Passage for review:
Glass: We have a new program called the Millennium
Promise Awards.
Akinso: Dr. Roger Glass is the Director of
the Fogarty International Center.
Glass: They're intended to encourage scientific organizations
interested in global health to engage in research aimed at these
lifestyle diseases that are now emerging in the developing world.
Akinso: The program has a 1.5 million dollar a year grant to
fund domestic and overseas training of researchers to fight chronic
diseases in developing nations. Dr. Glass explains the intent
of the program.
Glass: This program is aimed at strengthening research capacity
in the developing world in developing a pipeline of young investigators
in the developing world who can look at these problems as they
appear in their own setting and begin to address them.
Akinso: About 60 percent of all deaths worldwide are attributable
to chronic diseases and 80 percent of them occur in low- and
middle-income countries, according to the World Health Organization.
Dr. Glass says that in addition to cancer, stroke, lung diseases,
environmental factors, and obesity, the program will address
a number of unique research approaches to combat chronic diseases
worldwide.
Glass: Many of these diseases will require different approaches
to research. Research on nutrition-clearly a long standing factor,
behavioral changes, research that involves policies around issues
such as smoking, health economics, environmental health risk
factors and urban planning, to increase exercise-is an example.
These are areas that we don't normally associate with the bench
research for which NIH is world famous.
Akinso: Grantees would receive funding of up to 220-thousand
dollars a year for up to five years, with planning grants allocated
up to 27-thousand dollars each year for up to two years. For
more information, visit www.fic.nih.gov. This is Wally Akinso
at the National Institutes of Health, Bethesda, Maryland.

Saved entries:
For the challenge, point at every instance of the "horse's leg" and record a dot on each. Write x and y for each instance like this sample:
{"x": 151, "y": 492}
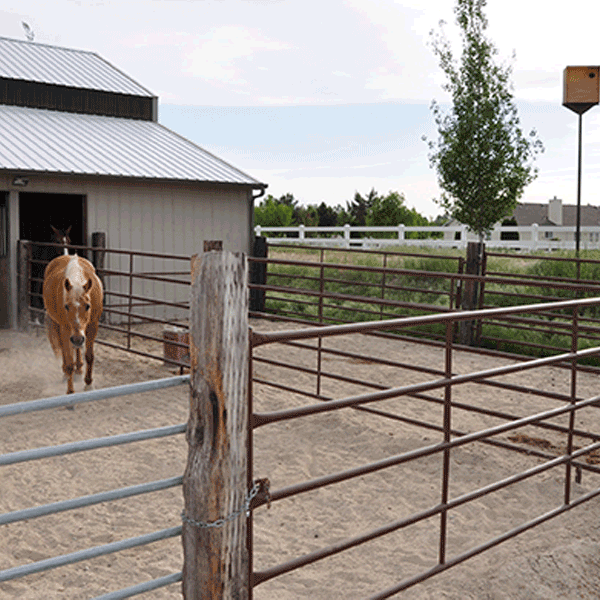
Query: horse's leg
{"x": 90, "y": 336}
{"x": 68, "y": 363}
{"x": 79, "y": 362}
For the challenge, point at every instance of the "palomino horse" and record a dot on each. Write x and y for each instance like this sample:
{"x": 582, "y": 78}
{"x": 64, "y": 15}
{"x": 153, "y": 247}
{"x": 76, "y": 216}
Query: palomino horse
{"x": 73, "y": 301}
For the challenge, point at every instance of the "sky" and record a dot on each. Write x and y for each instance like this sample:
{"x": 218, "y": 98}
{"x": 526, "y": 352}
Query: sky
{"x": 322, "y": 99}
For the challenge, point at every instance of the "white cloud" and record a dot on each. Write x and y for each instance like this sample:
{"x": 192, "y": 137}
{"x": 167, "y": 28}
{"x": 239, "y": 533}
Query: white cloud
{"x": 215, "y": 56}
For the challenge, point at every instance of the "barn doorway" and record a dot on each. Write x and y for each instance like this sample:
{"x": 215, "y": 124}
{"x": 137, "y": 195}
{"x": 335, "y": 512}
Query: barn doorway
{"x": 37, "y": 212}
{"x": 4, "y": 262}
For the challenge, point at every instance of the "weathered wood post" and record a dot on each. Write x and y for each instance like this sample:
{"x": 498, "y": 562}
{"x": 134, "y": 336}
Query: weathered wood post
{"x": 215, "y": 485}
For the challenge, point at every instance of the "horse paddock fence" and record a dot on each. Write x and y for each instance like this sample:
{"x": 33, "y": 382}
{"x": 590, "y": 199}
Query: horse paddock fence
{"x": 402, "y": 427}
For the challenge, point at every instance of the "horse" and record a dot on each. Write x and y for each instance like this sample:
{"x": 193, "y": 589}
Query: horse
{"x": 72, "y": 293}
{"x": 61, "y": 237}
{"x": 42, "y": 254}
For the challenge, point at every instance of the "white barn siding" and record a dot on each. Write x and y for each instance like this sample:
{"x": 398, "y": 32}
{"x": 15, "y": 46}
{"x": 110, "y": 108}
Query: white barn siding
{"x": 166, "y": 218}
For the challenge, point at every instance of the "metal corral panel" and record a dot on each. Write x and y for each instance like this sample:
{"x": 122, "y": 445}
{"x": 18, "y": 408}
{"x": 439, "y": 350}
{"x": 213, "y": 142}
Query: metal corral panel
{"x": 46, "y": 141}
{"x": 63, "y": 66}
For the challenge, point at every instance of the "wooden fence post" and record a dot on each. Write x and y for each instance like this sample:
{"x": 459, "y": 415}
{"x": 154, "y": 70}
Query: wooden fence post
{"x": 215, "y": 485}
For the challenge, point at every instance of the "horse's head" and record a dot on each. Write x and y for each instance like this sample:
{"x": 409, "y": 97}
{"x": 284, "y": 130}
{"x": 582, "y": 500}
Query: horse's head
{"x": 78, "y": 312}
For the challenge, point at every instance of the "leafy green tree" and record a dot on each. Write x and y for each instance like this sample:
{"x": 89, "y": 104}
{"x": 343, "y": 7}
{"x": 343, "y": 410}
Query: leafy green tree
{"x": 482, "y": 158}
{"x": 391, "y": 210}
{"x": 271, "y": 213}
{"x": 359, "y": 207}
{"x": 327, "y": 215}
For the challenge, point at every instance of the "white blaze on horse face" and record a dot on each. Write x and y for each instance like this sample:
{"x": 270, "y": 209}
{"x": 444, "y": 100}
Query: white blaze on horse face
{"x": 76, "y": 300}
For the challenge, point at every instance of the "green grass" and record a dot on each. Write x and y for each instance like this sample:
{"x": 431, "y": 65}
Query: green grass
{"x": 363, "y": 288}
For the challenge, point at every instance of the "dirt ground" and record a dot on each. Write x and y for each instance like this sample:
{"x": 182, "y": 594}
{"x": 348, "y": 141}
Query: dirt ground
{"x": 558, "y": 560}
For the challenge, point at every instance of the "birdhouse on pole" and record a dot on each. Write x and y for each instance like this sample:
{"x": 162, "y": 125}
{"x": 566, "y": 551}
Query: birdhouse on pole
{"x": 581, "y": 88}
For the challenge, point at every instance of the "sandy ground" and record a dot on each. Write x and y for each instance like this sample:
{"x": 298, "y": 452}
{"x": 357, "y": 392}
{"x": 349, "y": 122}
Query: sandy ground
{"x": 557, "y": 560}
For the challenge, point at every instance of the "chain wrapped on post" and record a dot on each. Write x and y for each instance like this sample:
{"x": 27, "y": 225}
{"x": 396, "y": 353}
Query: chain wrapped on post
{"x": 260, "y": 488}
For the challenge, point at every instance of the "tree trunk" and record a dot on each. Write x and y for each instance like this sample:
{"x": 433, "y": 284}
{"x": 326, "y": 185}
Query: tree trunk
{"x": 470, "y": 292}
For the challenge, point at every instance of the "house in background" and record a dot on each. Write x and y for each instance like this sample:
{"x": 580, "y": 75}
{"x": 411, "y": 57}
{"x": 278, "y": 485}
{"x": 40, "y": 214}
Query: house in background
{"x": 541, "y": 223}
{"x": 82, "y": 147}
{"x": 554, "y": 216}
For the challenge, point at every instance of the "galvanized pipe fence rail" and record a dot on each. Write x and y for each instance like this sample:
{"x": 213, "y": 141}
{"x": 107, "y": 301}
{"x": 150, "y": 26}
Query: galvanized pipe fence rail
{"x": 98, "y": 498}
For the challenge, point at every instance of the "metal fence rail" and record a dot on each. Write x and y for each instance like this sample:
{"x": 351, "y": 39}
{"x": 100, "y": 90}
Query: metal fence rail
{"x": 572, "y": 460}
{"x": 84, "y": 445}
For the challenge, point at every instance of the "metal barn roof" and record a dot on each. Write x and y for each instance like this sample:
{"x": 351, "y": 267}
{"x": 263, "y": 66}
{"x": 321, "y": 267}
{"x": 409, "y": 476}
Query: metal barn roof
{"x": 40, "y": 63}
{"x": 33, "y": 140}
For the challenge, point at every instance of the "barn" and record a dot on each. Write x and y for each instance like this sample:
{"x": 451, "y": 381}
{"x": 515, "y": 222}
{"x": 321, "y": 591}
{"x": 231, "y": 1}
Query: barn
{"x": 82, "y": 148}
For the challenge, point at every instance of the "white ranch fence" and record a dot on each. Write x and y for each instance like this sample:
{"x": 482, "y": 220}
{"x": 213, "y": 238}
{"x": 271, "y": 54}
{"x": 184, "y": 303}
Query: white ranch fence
{"x": 530, "y": 238}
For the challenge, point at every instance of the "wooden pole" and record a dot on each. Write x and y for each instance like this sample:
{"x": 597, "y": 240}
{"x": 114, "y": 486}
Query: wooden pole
{"x": 215, "y": 483}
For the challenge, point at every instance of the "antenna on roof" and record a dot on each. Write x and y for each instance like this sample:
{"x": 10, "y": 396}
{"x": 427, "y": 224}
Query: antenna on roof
{"x": 28, "y": 31}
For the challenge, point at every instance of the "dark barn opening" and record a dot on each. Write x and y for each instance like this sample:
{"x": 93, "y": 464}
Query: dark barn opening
{"x": 38, "y": 212}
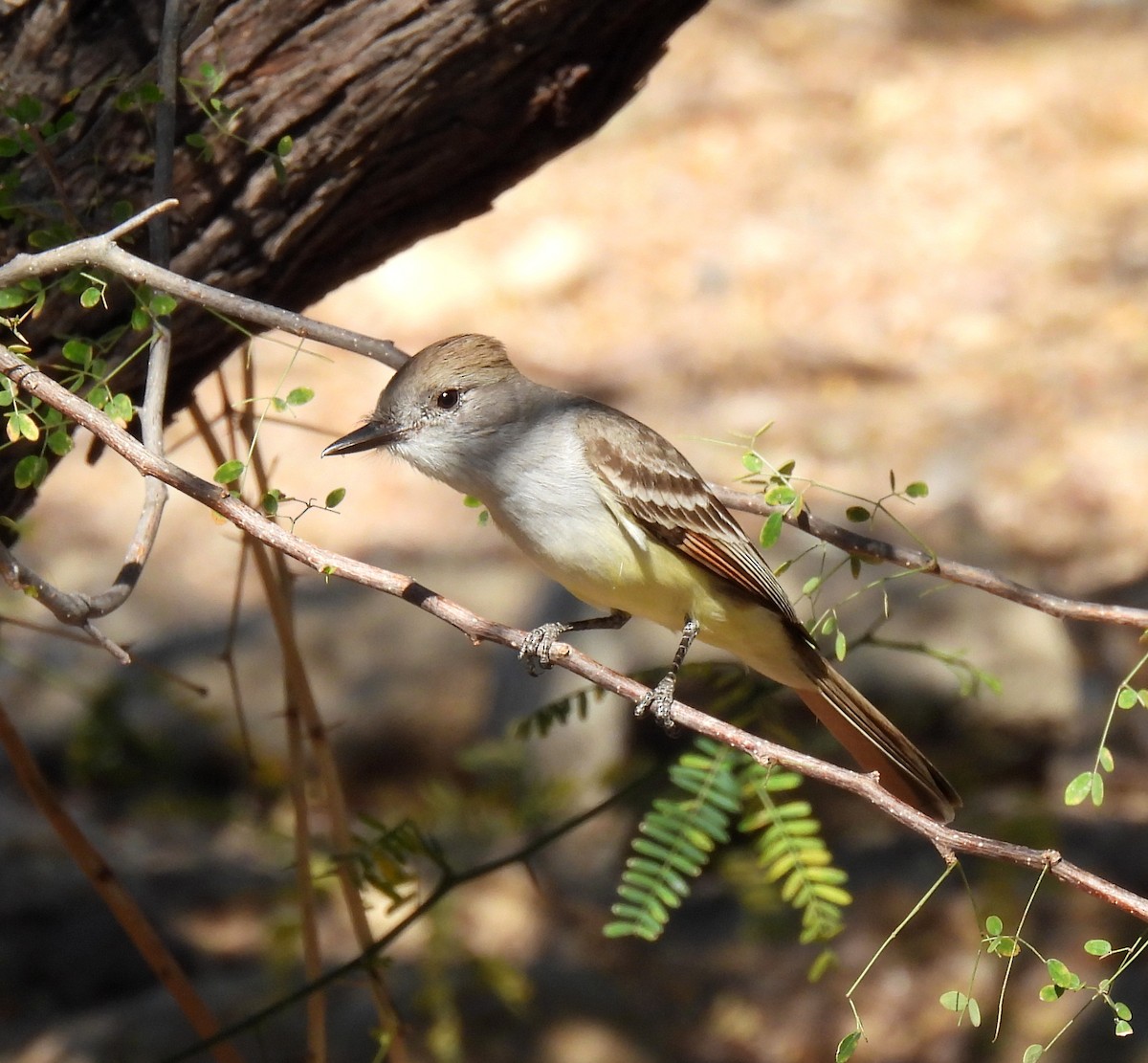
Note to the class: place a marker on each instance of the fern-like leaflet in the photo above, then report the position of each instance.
(675, 840)
(677, 837)
(791, 851)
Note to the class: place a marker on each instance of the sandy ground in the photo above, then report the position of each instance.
(911, 235)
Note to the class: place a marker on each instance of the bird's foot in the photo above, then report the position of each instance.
(660, 700)
(538, 644)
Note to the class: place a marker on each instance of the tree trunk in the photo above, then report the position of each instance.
(407, 117)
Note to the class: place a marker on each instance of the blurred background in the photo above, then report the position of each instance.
(908, 236)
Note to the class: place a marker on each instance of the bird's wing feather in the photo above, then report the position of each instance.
(659, 489)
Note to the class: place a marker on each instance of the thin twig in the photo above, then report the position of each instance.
(102, 251)
(929, 564)
(451, 882)
(301, 696)
(120, 902)
(947, 839)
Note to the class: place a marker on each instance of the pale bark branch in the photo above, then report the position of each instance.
(948, 840)
(120, 902)
(930, 564)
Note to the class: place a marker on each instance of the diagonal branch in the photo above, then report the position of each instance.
(103, 251)
(948, 840)
(929, 564)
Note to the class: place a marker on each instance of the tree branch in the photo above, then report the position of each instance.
(929, 564)
(102, 251)
(948, 840)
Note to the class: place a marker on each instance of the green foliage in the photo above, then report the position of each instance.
(1062, 981)
(206, 93)
(1091, 785)
(792, 852)
(385, 857)
(678, 834)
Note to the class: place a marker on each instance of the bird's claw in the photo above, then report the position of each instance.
(538, 644)
(659, 700)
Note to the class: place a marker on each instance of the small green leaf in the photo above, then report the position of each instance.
(954, 1001)
(229, 472)
(1060, 974)
(162, 304)
(30, 471)
(848, 1046)
(22, 426)
(772, 529)
(120, 409)
(99, 396)
(1079, 788)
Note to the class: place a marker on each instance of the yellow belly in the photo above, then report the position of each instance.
(615, 566)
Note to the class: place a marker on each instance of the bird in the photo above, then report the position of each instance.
(611, 510)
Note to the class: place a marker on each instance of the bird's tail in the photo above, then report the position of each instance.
(877, 745)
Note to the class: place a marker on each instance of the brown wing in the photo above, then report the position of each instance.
(670, 500)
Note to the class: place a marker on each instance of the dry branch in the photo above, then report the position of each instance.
(948, 840)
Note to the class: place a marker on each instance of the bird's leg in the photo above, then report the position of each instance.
(537, 647)
(661, 697)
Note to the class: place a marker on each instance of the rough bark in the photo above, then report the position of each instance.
(408, 116)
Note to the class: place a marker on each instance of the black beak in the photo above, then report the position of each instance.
(371, 435)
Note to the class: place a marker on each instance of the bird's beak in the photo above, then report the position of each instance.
(372, 434)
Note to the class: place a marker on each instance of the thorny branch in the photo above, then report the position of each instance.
(948, 840)
(102, 251)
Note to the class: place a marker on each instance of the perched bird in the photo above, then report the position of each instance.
(613, 512)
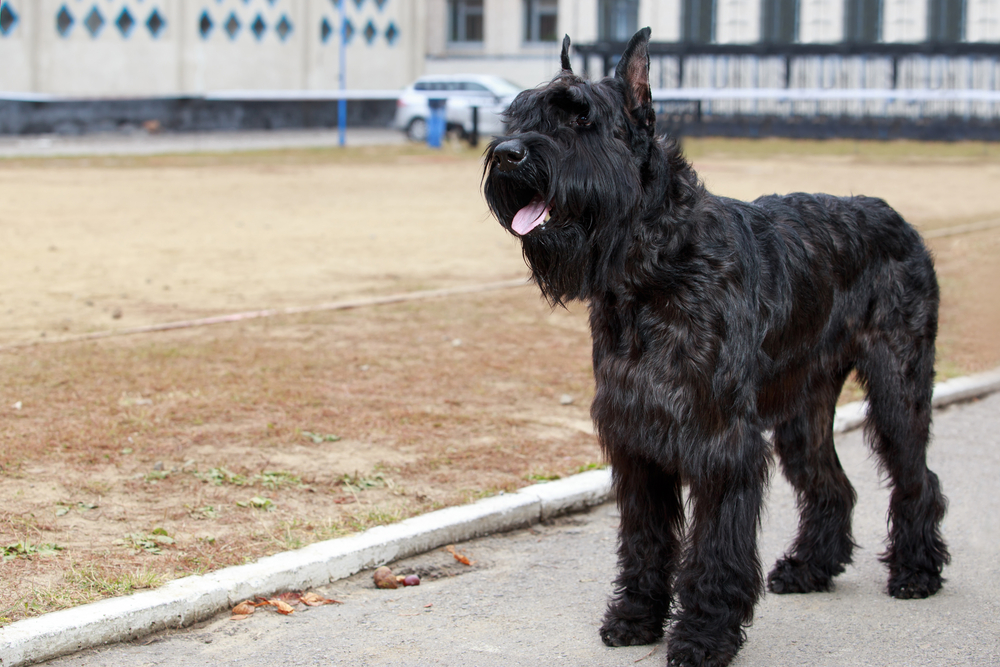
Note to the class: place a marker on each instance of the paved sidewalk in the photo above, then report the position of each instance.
(535, 597)
(141, 143)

Activity: Summarize the report on the Millennium Promise Awards in two sentences.

Response: Dr. Roger Glass, Director of the Fogarty International Center, describes the Millennium Promise Awards, a new program with a 1.5 million dollar a year grant to fund the training of researchers to fight chronic diseases in developing nations. Grantees would receive up to 220-thousand dollars a year for up to five years, and the program will take research approaches such as nutrition, behavioral changes, smoking policy, health economics and urban planning.